Exercise | Retype the records below exactly as they appear.

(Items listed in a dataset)
______________________________

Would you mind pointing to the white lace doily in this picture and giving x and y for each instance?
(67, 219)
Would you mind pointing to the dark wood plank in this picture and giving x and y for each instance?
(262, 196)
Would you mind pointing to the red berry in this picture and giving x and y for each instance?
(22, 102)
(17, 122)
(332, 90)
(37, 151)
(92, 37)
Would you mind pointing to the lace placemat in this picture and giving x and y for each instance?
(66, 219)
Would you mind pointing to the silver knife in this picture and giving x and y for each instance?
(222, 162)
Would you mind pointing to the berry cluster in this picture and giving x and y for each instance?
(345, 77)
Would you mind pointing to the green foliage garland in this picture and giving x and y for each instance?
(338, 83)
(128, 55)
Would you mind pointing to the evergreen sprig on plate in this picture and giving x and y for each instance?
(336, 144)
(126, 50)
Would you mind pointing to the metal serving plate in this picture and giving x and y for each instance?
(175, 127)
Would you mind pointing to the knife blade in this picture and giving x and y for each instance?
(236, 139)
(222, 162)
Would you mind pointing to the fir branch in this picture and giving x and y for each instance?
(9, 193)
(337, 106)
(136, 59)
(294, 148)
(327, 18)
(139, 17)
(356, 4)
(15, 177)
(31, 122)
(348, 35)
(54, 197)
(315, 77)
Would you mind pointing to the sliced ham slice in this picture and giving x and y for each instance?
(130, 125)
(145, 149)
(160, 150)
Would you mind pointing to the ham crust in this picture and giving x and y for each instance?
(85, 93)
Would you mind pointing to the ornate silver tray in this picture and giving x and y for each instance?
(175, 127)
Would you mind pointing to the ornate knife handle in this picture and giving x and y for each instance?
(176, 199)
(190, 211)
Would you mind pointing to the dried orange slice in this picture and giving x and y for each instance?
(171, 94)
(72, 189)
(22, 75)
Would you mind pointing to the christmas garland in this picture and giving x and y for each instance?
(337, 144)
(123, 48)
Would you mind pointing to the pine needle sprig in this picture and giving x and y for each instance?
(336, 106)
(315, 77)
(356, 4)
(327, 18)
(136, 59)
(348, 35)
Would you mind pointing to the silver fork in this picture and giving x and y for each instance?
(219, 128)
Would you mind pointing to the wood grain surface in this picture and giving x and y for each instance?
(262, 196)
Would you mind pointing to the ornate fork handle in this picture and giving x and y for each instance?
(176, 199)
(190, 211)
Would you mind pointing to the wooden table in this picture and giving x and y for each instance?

______________________________

Response to the exercise |
Would you mind pointing to the white lace doily in this picture and giving x and y for each instance?
(67, 219)
Would you mind pointing to the dark wood plank in this picture and giving x and y for each instance?
(262, 196)
Would you mind pointing to the red berry in this picture and giving x and y for each instance?
(22, 102)
(17, 122)
(332, 90)
(37, 151)
(92, 37)
Would you mind pointing to the lace placemat in this picture and giving x and y for each instance?
(66, 219)
Would you mind pointing to the silver knife in this picture and giving x and y for each instance?
(222, 162)
Would you mind pointing to the berry cluster in this picture and giving x and y for each instance?
(345, 77)
Would you mind pointing to the green foliage garland in this picture and giving x and y for each instance?
(338, 83)
(128, 55)
Would you mind pointing to the evergreen sprig on plate in this picture and giving x and y for each instance?
(336, 144)
(126, 50)
Would you mind pointing to the metal serving plate in this picture and giving x and y for each instance?
(175, 127)
Would you mind pointing to the knife blade in this picture and giving x and y for each instance?
(236, 139)
(222, 162)
Would you mind pointing to the fir branch in this picture and giving x and y for each instance?
(9, 193)
(337, 106)
(136, 59)
(294, 148)
(327, 18)
(139, 17)
(356, 4)
(15, 177)
(31, 122)
(348, 35)
(54, 197)
(315, 77)
Would you mind pointing to the sliced ham slice in this picture and giving x and y for each instance?
(130, 125)
(145, 149)
(160, 150)
Would you mind pointing to the ham crust in this picture and giving x and y for each instance?
(85, 93)
Would you mind pointing to the ornate silver tray in this picture and giving x and y for each instance?
(175, 127)
Would you mind pointing to the ornate knife handle in this picture and giving x and y for each instance?
(176, 199)
(190, 211)
Would you mind pointing to the dried orange slice in this picture and giving x and y for each instance?
(171, 94)
(72, 189)
(22, 75)
Would you mind pointing to the christmas garland in this picture and giving x and y for each instance?
(337, 144)
(123, 48)
Would you mind pointing to the pine needle sprig in this picture and giving x and y for each instance?
(336, 106)
(315, 77)
(356, 4)
(327, 18)
(136, 59)
(348, 35)
Would you mind pointing to the silver fork in this picture and giving x and y for each instance?
(219, 128)
Would you mind pointing to the wood grain surface in this picture and giving x and y for each instance?
(262, 196)
Would you mind pointing to the ornate fork handle in this picture and giving x and y for each instance?
(176, 199)
(190, 211)
Would you mind pointing to the wooden table in this picture and giving x and y for each instance?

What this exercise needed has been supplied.